__WRITTEN REQUEST__. Continue the forum thread about choosing a pleco for a tank with an ornate bichir, starting right after the last line shown.
## BEGIN DOCUMENT EXCERPT
# Appropriate Pleco



## Citizen Snips (Jan 6, 2010)

I have a 40 gallon tall tank planted with a baby ornate bichir that plans on growing quickly.

I know they're some plecos that stay small, (bristlenose, rubbernose etc) but most get massive.

Any specific types you guys would suggest for my tank? 

Here's a photo


----------



## FishMatt (May 12, 2010)

A clown plec stays small at about 3.5 inches Rubbers don't get all that big.


----------



## hXcChic22 (Dec 26, 2009)

We have had both clown and rubberlips. 
IMO, rubberlips are very funny and entertaining to watch. Because of their unusual nose shape, it can be quite funny to watch them nom up the side of a tank. 
Our clown pleco spends ALL of his time that we're awake hiding behind te sponge filter in his tank. The only time we see him is when we take the sponge out to clean it or if we chase him out from behind it. The rubberlip, on the other hand, spent a lot of time out in the open.


----------



## stuby (Jun 14, 2010)

A nice Hypancistrus would do nice in there...it needs a few more hiding places yet though. L129, L174, L340, L260, L400, L270, L411, L262, ect. ect. Depends on how much you want to pay for a fish too....The L104 (clown plec) might like the plants a little to much....and make a snack out of them.


----------



## toddnbecka (Jun 30, 2006)

I wouldn't recommend any Hypancistrus for that tank. A BN would be the least expensive meal for the bicher. I had an ornate in a 55 years ago. It was maybe 8" when I tossed in a group of 2" Synodontis eupterus. I thought their spines would be sufficient defense, but they didn't last a day. I saw one actually going down the hatch tail-first, squeaking as if calling for help, but there wasn't anything I could do for it.
Have you ever seen a fully grown ornate bicher? That 40 simply isn't big enough for the long haul.


----------



## Obsidian (May 20, 2007)
## END DOCUMENT EXCERPT
## BEGIN INFORMATION SUPPLIED
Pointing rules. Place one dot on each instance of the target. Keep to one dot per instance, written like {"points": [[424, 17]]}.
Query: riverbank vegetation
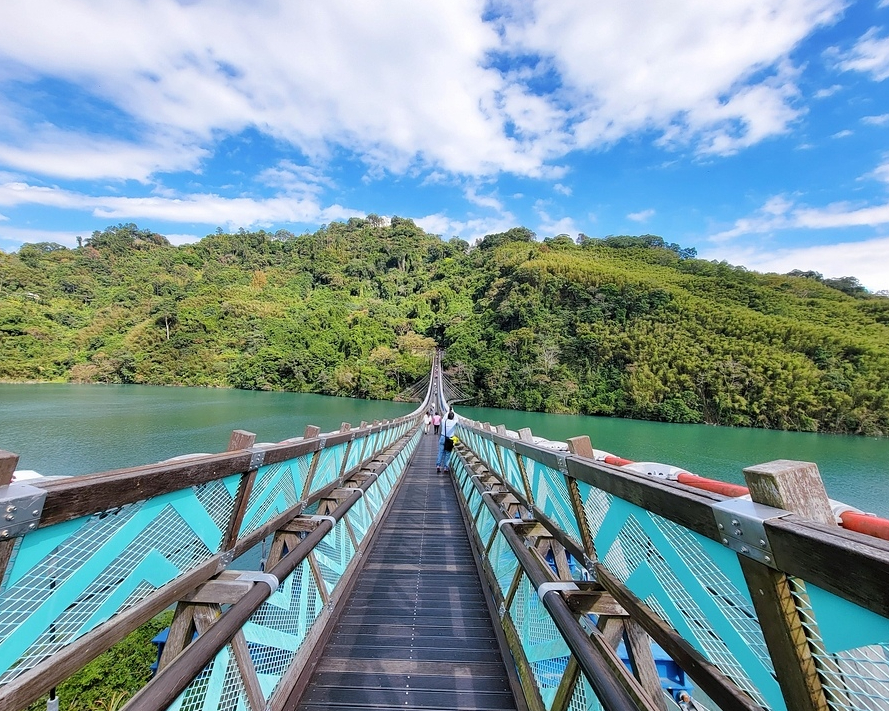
{"points": [[622, 326]]}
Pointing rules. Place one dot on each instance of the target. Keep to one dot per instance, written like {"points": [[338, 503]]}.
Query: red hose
{"points": [[717, 487], [851, 520], [617, 461], [869, 525]]}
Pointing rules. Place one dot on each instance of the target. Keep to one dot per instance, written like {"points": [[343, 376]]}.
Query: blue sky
{"points": [[756, 131]]}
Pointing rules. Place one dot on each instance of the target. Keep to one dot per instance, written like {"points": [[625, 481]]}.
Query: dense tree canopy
{"points": [[626, 326]]}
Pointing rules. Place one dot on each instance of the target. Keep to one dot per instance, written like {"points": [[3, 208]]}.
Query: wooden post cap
{"points": [[790, 485]]}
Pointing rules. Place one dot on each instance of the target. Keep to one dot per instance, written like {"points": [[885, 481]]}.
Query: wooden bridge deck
{"points": [[416, 631]]}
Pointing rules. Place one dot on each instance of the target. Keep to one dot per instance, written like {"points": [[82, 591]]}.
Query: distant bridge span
{"points": [[528, 577]]}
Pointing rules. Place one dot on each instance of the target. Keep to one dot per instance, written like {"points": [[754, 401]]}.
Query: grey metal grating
{"points": [[415, 632]]}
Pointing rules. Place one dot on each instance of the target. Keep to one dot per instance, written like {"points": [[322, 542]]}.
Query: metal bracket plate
{"points": [[260, 577], [21, 506], [225, 560], [256, 457], [741, 524]]}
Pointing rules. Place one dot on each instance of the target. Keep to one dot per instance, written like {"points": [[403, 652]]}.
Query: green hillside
{"points": [[625, 326]]}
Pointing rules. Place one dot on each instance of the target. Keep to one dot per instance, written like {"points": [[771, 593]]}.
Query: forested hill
{"points": [[626, 326]]}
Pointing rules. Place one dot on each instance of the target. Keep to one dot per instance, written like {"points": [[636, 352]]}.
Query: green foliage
{"points": [[626, 326], [108, 681]]}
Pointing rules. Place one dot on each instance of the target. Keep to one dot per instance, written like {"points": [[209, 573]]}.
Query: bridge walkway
{"points": [[416, 631]]}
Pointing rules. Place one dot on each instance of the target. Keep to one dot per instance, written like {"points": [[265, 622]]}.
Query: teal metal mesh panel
{"points": [[850, 646], [355, 453], [512, 473], [333, 554], [360, 518], [693, 582], [584, 698], [69, 578], [551, 495], [503, 563], [485, 524], [542, 643], [329, 463], [277, 488]]}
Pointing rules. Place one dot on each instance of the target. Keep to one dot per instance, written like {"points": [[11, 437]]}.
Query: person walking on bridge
{"points": [[446, 442]]}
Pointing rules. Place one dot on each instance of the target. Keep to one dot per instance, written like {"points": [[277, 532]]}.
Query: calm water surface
{"points": [[77, 429]]}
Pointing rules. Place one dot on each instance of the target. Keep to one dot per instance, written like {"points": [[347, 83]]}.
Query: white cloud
{"points": [[471, 230], [641, 216], [489, 201], [399, 84], [194, 208], [829, 91], [870, 55], [880, 120], [868, 260], [690, 72]]}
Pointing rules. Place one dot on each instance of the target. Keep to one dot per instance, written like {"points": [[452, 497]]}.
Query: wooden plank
{"points": [[72, 497], [642, 660], [612, 629], [846, 563], [797, 487], [204, 618], [724, 692], [35, 682], [590, 602], [688, 507], [240, 439], [319, 579], [222, 592], [785, 637], [180, 634], [8, 463]]}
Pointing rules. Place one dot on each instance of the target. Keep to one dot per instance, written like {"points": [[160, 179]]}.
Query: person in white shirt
{"points": [[449, 427]]}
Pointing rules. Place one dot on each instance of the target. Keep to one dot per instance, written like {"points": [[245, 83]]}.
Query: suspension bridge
{"points": [[529, 575]]}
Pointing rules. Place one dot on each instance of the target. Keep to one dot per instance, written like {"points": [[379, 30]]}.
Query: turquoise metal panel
{"points": [[697, 582]]}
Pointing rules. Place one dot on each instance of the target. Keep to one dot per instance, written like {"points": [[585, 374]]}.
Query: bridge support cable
{"points": [[526, 538]]}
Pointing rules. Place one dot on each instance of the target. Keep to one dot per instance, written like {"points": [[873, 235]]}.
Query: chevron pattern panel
{"points": [[68, 578], [277, 630], [691, 581]]}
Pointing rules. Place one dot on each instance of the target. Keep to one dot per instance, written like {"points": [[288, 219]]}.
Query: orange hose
{"points": [[869, 525], [717, 487]]}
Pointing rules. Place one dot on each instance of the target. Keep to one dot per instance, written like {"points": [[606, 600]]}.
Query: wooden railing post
{"points": [[797, 487], [8, 463], [240, 439], [582, 447]]}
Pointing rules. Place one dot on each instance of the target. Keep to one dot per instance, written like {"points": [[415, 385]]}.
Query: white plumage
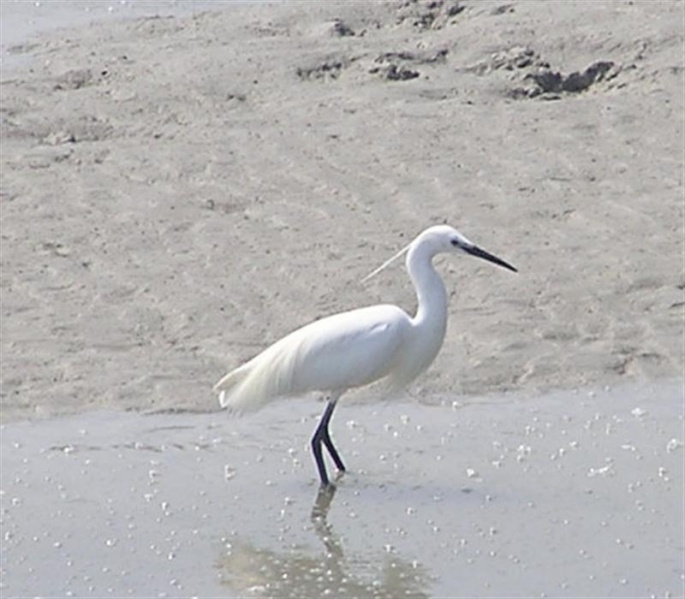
{"points": [[355, 348]]}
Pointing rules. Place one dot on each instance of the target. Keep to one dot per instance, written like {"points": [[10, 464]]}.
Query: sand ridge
{"points": [[179, 192]]}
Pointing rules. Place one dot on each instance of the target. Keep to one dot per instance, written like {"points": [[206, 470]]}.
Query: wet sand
{"points": [[178, 192], [564, 495]]}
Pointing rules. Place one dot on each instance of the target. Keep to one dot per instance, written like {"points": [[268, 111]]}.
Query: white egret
{"points": [[355, 348]]}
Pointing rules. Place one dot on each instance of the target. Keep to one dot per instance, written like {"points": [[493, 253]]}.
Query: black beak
{"points": [[478, 253]]}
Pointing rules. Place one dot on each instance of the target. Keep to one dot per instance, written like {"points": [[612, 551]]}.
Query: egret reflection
{"points": [[300, 572]]}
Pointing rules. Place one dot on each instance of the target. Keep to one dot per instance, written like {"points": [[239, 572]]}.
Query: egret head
{"points": [[460, 243], [443, 239]]}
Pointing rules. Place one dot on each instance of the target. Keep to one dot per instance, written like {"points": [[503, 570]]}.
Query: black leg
{"points": [[322, 436]]}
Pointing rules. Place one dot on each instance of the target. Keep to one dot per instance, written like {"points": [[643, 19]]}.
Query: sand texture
{"points": [[177, 193]]}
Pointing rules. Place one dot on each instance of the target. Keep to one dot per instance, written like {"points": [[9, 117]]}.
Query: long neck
{"points": [[431, 313]]}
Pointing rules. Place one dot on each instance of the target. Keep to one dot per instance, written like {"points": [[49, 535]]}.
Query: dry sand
{"points": [[179, 192]]}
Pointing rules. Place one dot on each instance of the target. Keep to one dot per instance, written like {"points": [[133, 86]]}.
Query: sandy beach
{"points": [[179, 190]]}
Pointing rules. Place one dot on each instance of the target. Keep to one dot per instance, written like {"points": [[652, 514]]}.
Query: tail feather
{"points": [[229, 382], [266, 377]]}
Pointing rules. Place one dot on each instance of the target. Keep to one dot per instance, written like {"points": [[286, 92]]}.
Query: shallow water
{"points": [[570, 494]]}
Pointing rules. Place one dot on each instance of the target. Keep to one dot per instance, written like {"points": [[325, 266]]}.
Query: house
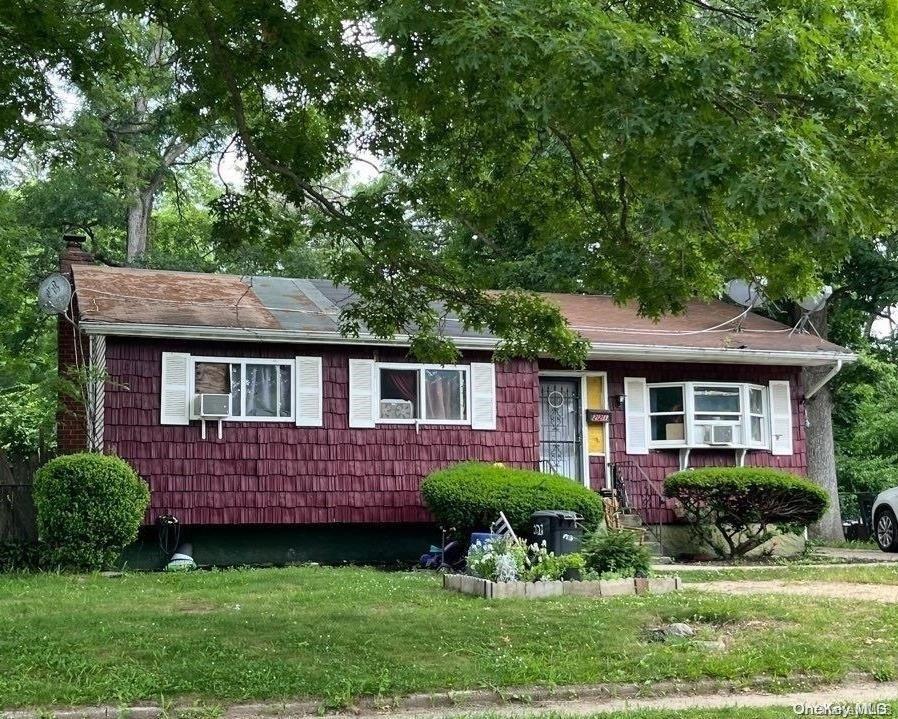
{"points": [[240, 403]]}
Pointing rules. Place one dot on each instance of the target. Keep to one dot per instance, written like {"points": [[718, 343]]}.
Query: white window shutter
{"points": [[483, 395], [175, 400], [309, 398], [362, 401], [636, 408], [780, 417]]}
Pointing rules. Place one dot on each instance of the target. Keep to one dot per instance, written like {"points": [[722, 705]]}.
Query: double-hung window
{"points": [[706, 414], [259, 389], [422, 393]]}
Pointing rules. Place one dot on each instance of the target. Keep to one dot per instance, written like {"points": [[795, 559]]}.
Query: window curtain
{"points": [[443, 394], [261, 390]]}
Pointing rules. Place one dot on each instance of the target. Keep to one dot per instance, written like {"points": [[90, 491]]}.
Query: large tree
{"points": [[666, 147]]}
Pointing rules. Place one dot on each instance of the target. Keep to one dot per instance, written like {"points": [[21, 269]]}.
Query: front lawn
{"points": [[220, 637], [783, 712], [863, 574]]}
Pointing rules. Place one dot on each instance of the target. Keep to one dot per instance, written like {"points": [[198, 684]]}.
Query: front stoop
{"points": [[477, 587], [649, 537]]}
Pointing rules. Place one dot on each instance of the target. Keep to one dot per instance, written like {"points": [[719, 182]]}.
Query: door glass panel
{"points": [[560, 428]]}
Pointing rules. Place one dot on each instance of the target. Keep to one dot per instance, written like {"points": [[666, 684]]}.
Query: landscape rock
{"points": [[716, 645], [679, 629]]}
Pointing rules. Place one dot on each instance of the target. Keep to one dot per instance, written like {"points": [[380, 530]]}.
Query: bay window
{"points": [[693, 414], [422, 393]]}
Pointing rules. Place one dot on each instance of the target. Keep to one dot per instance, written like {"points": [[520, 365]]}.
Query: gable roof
{"points": [[156, 303]]}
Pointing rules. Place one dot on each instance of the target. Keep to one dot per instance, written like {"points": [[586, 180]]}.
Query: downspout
{"points": [[820, 384]]}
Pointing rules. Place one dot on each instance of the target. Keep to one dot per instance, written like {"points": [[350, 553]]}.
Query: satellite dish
{"points": [[817, 301], [54, 294], [747, 294]]}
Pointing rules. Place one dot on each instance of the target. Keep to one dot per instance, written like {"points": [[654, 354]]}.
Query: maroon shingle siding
{"points": [[277, 473], [660, 463]]}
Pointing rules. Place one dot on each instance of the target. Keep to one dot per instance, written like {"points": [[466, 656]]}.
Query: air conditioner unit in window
{"points": [[214, 406], [722, 434]]}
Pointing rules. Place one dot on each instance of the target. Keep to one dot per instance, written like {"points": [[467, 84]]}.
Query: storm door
{"points": [[560, 427]]}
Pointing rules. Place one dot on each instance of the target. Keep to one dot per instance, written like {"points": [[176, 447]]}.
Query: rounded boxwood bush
{"points": [[89, 507], [470, 495], [745, 503], [618, 552]]}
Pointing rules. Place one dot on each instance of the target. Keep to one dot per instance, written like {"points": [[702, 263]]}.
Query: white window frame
{"points": [[243, 361], [660, 443], [742, 420], [420, 368]]}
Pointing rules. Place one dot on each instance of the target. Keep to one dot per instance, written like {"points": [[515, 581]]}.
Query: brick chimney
{"points": [[73, 254], [71, 427]]}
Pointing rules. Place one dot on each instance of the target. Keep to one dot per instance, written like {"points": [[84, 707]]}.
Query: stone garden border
{"points": [[538, 590]]}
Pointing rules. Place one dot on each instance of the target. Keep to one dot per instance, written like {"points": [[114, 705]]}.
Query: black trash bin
{"points": [[560, 529]]}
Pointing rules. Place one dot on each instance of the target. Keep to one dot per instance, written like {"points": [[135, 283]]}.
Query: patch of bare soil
{"points": [[832, 590]]}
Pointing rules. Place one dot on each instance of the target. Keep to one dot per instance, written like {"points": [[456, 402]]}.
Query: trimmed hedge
{"points": [[470, 495], [617, 552], [89, 507], [744, 503]]}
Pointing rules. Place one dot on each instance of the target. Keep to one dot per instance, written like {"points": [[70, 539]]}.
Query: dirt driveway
{"points": [[887, 593]]}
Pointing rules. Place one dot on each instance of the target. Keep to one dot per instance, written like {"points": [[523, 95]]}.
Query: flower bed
{"points": [[487, 589]]}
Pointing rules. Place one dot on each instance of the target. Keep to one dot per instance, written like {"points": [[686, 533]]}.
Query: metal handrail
{"points": [[619, 483]]}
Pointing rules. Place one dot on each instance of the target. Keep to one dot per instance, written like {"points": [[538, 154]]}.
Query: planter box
{"points": [[539, 590]]}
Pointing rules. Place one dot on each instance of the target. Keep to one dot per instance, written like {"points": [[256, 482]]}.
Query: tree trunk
{"points": [[821, 450], [139, 214]]}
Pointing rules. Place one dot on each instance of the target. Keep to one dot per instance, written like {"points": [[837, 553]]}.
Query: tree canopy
{"points": [[659, 149]]}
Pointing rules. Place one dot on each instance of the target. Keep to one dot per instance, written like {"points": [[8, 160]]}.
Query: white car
{"points": [[885, 520]]}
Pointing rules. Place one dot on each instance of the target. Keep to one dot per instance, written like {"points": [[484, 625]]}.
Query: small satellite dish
{"points": [[54, 294], [817, 301], [747, 294]]}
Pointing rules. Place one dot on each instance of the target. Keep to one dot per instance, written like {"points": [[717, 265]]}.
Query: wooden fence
{"points": [[17, 518]]}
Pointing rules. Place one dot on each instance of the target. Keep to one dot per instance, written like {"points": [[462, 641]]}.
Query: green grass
{"points": [[752, 713], [220, 637], [866, 574], [847, 544]]}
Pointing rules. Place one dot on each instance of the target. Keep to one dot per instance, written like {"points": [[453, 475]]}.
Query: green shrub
{"points": [[18, 556], [745, 504], [616, 552], [546, 566], [89, 507], [470, 495]]}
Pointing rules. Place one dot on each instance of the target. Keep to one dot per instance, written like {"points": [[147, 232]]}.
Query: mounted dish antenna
{"points": [[54, 294], [811, 303], [747, 294]]}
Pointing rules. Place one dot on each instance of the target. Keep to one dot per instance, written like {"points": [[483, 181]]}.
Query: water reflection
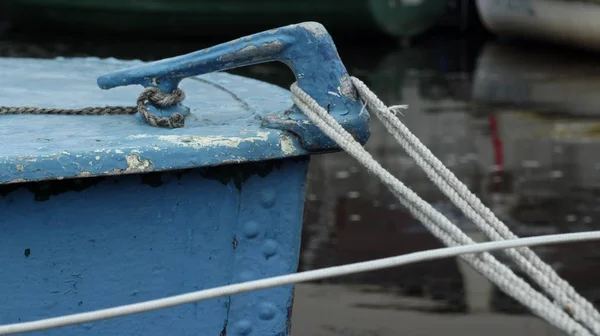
{"points": [[520, 131]]}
## END INFORMATION SUPPLIED
__WRITTEN RESPONSE__.
Take a stroll through Planet Catfish. They have a listing of pretty much every known pleco and their sized, feeding habits, everything. I have an L15 that I enjoy but she is very reclusive. Might not be a good solution if you want a fish you can see all the time but they are fun. Common name is candy striped plecostamus. 

http://www.planetcatfish.com/


----------



## Citizen Snips (Jan 6, 2010)

the long haul is a long way away, a friend of mine has a full grown senegal in the same tank and he is happy as a clam.

Anyway that Hypancistrus is beautiful but yeah I know the pleco would be armored enough and large enough to protect itself.

No?


----------



## Peeps (May 24, 2010)

I have a rubber pleco in my 30 gallon and they stay really small. They are cute too. He loves his veggies.


----------



## toddnbecka (Jun 30, 2006)

An armored pleco may be well enough protected from fish nipping at it, but that won't keep it from being swallowed whole. Hypancistrus aren't armored in any case, and are very slow-growing fish. They're also nocturnal, so you really aren't likely to see them very often (mainly when you're cleaning the tank) if they have suitable cover. 
The L-204 Panaque (aka flash pleco) is a bit more active/visible than Hypancistrus IME, and only grows to about 5" max. They're wood eaters, will die if they don't have wood in the tank to gnaw on, and do produce a lot of sawdust poop.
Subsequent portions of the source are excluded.